▶ **Exercise details**:
Extend the passage on Rutherford's model of the atom and the gold foil experiments, writing on from its final sentence.

▶ **Excerpt**:
1911’s Rutherford’s Model of the Atom – Discovery of Nucleus
Between 1908 & 1913, physicists Hans Geiger and Ernest Marsden performed a series of experiments that came to be known as the gold foil or alpha-particle scattering experiments.
They bombarded a stream of alpha-particles (or simply, helium nuclei emitted as a ray) onto an extremely thin foil of gold (much thinner than a single human hair) and observed shocking results.
Contradicting the plum pudding model, a whopping percentage of alpha particles passed straight through the atom, meaning most of the atom was empty space.
Some of the alpha particles were deflected by little to large angles while a teeny-tiny fraction of them (1 in almost 20000) rebounded back straight along the direction they came from.
These experiments were further perused and adopted by Sir Ernest Rutherford, in the years that would follow.

▶ **Material supplied**:
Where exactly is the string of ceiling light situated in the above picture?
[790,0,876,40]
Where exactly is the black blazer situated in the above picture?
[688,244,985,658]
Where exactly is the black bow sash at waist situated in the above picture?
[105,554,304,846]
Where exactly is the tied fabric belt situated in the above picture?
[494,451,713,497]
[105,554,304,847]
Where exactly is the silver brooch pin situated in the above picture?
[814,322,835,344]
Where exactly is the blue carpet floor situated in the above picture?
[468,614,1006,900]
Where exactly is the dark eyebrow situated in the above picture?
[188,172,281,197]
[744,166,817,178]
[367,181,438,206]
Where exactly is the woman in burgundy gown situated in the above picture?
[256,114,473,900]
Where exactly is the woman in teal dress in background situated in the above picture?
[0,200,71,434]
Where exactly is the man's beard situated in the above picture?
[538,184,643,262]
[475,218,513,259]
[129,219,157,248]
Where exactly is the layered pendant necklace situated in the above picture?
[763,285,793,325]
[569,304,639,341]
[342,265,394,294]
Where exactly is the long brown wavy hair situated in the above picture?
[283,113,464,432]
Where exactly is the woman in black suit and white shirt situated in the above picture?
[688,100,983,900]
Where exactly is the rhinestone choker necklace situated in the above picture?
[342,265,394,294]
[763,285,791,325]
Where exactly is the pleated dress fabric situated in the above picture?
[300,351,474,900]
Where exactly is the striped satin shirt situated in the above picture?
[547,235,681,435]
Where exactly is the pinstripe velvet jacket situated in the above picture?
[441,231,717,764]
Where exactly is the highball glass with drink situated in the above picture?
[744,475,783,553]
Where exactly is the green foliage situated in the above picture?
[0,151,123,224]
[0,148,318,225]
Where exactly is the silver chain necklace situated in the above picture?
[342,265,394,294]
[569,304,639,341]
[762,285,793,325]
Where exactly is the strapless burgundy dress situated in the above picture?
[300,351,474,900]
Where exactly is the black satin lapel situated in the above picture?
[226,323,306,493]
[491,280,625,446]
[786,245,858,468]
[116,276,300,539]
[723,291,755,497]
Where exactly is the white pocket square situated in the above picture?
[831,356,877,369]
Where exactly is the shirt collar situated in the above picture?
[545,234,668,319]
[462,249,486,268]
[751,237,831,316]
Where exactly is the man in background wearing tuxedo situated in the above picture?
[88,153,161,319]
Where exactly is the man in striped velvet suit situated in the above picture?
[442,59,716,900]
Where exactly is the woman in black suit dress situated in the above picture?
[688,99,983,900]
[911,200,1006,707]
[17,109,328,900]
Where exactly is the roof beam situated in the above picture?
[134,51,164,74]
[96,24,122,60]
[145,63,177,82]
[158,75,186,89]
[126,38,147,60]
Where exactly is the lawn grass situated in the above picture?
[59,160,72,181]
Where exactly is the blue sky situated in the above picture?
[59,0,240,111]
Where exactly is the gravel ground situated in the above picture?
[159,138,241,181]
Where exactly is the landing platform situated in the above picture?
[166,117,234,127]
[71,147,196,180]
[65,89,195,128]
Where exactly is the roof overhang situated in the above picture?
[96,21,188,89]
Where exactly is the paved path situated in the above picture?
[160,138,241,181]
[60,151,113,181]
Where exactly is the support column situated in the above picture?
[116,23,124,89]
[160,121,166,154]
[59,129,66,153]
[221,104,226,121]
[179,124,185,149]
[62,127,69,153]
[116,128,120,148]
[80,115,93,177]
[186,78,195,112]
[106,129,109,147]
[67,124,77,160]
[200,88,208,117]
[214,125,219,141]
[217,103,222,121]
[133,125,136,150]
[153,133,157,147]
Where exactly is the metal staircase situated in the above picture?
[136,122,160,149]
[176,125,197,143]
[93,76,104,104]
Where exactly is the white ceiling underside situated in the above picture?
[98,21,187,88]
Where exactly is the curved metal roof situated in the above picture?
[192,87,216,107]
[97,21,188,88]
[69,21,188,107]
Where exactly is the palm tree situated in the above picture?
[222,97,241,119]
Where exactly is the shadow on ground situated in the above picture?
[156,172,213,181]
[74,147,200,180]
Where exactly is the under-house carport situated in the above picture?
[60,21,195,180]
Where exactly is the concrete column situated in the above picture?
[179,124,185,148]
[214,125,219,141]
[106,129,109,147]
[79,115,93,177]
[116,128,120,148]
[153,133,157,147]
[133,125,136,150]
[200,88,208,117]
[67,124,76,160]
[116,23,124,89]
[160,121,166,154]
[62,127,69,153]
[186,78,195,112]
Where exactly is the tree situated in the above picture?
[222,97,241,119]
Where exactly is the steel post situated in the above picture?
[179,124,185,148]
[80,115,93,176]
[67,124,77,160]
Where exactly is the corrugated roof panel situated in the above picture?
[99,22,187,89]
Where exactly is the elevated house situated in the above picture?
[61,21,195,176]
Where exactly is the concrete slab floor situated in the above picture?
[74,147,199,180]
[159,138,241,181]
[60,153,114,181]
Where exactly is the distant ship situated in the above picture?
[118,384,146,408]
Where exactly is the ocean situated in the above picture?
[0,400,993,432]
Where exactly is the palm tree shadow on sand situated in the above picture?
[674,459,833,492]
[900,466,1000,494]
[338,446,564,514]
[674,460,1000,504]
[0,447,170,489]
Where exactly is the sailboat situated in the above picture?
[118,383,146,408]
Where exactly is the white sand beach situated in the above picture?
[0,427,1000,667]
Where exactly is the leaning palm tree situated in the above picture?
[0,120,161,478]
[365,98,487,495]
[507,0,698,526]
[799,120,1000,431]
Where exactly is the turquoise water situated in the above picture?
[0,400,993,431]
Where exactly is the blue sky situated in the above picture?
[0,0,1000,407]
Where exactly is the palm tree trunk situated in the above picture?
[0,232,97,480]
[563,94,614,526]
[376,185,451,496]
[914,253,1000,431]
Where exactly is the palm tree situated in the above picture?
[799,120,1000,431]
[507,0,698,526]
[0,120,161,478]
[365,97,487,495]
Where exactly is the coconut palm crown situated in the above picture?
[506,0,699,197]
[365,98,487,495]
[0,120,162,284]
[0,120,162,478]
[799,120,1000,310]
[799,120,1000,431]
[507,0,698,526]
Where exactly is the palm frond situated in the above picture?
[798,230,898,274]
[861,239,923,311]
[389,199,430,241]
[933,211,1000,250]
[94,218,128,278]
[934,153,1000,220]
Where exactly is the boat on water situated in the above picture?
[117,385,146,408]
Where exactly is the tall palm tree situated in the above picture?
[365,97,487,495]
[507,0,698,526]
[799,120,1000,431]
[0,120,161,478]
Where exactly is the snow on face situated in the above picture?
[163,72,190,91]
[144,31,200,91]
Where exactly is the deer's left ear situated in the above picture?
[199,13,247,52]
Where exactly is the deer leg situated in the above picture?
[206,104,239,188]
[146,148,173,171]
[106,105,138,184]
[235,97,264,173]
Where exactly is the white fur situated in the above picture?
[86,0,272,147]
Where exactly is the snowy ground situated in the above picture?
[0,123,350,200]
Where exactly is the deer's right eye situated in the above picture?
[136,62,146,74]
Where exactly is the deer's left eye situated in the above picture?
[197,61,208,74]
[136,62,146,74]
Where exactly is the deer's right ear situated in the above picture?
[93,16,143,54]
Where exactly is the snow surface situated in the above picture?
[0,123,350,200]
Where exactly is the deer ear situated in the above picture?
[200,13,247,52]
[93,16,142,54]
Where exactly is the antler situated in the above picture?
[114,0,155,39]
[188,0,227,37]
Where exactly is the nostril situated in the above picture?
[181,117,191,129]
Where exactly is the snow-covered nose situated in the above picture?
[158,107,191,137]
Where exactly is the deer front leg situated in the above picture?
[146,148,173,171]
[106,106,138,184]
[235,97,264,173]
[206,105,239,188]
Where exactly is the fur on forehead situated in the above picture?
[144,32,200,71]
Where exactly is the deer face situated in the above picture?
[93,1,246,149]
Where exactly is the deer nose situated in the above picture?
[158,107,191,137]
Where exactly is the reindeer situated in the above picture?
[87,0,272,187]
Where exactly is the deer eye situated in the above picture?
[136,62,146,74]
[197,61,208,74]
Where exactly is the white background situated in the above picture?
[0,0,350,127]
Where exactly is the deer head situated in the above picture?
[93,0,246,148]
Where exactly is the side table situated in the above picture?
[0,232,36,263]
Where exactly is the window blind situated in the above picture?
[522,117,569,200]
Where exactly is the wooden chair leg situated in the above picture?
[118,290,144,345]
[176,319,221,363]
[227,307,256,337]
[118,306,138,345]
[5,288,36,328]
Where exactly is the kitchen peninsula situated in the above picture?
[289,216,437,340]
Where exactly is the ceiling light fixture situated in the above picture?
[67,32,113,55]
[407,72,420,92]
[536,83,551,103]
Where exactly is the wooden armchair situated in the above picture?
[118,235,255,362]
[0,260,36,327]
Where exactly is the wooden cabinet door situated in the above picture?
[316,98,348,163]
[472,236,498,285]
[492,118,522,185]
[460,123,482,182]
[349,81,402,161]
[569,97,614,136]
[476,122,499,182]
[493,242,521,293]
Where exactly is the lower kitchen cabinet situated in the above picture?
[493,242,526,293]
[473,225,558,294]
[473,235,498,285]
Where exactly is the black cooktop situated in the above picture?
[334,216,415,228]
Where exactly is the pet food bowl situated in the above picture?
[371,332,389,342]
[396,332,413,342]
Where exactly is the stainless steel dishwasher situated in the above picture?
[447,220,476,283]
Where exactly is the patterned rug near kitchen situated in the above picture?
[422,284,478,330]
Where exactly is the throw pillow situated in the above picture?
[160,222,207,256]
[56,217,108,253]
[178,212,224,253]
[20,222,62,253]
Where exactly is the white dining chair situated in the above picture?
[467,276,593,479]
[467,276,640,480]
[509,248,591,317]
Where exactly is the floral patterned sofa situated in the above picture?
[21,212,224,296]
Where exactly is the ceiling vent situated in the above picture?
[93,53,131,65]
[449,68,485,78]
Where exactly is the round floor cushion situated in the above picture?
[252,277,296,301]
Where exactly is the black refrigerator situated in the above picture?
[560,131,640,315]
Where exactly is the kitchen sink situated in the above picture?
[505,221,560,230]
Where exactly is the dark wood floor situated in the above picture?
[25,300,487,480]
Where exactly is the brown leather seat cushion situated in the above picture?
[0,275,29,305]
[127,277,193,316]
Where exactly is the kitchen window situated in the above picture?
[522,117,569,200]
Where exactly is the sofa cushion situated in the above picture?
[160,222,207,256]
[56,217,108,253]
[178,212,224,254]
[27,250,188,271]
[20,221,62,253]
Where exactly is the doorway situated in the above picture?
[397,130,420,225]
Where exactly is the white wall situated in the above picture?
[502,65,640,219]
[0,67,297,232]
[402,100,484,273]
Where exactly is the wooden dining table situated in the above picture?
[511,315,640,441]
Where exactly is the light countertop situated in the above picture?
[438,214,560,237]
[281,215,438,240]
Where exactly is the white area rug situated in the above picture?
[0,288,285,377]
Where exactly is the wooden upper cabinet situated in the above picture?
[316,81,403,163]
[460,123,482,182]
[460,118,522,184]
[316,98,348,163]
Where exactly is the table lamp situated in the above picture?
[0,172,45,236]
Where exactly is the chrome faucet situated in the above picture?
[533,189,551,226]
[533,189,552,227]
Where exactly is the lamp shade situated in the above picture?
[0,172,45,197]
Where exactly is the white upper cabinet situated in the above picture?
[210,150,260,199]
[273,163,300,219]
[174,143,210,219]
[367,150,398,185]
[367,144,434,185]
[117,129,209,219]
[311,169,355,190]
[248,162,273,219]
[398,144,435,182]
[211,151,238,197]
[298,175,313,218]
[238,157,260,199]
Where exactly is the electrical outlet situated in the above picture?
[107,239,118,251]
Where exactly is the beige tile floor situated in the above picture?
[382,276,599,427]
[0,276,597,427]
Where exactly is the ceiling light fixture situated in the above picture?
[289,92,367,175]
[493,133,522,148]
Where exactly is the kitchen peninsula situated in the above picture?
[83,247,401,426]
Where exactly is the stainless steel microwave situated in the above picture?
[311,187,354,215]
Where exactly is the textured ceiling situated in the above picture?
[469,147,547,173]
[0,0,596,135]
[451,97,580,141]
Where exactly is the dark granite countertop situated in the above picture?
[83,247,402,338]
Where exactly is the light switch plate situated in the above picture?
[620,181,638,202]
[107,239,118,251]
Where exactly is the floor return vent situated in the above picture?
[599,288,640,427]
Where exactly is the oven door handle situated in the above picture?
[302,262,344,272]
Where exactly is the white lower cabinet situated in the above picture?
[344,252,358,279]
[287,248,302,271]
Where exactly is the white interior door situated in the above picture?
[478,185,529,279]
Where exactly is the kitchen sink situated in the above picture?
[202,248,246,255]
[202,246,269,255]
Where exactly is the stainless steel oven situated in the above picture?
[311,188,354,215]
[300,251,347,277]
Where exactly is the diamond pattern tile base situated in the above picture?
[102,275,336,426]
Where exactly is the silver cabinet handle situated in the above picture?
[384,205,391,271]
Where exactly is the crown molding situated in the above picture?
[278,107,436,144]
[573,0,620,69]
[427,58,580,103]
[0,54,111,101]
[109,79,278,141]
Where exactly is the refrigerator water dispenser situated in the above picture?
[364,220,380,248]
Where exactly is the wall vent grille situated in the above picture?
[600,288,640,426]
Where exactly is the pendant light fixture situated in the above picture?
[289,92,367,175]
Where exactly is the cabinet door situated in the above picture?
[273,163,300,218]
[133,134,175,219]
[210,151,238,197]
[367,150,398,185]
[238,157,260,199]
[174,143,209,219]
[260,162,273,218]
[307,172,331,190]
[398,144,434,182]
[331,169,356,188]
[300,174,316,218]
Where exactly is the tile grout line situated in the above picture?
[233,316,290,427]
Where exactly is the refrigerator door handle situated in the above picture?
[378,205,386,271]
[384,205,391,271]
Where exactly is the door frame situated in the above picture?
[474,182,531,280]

▶ **Result below**:
The observations hinted at the presence of a positively charged body at the very center of the atom that refrained the alpha particles from passing through (also being responsible for the deflection).
In the year 1911, Rutherford called the positively charged massive (here, ‘massive’ simply means – ‘with a considerable mass’) central body a nucleus, which constituted just a little less than the entire mass of the atom.
In 1920, he proposed that all elemental nuclei contained hydrogen nuclei (or protons) within them.
This was how the world saw the proton as another subatomic particle. You might have noticed that we didn’t use the term ‘protons’ while talking about the anode rays, above in the article.
That’s because anode rays were the discovery of positively charged particles, and not protons essentially (they weren’t called protons, back then).
Anyways, this model, which you just read about, is what we now study as Rutherford’s Atomic Model, which has its own imperfections.
Drawbacks of Rutherford’s Model – Stability & Line Spectrum
Rutherford’s Model, having changed our perspective by a good margin, still seemed to demand further tweaking for its inadequacy in explaining atomic stability.
This model stated that electrons revolve around the positively charged nucleus.
As we know any particle in a circular orbit undergoes acceleration during which, charged particles would radiate energy.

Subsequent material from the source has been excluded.